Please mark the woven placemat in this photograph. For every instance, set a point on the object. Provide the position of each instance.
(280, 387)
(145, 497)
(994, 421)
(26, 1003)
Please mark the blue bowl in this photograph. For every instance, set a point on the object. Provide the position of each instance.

######

• WHAT IS BEING ASKED
Rewrite the data above, swapping every "instance" for "occurrence" and keeping everything else unchanged.

• EXERCISE SOLUTION
Please mark the woven placemat in this photograph. For every occurrence, set a point on the object. Provide the position of each occurrence.
(280, 387)
(145, 497)
(994, 421)
(26, 1003)
Please mark the blue bowl in this photograph. For every occurrence, set a point on the object. Provide the position of each occurrence.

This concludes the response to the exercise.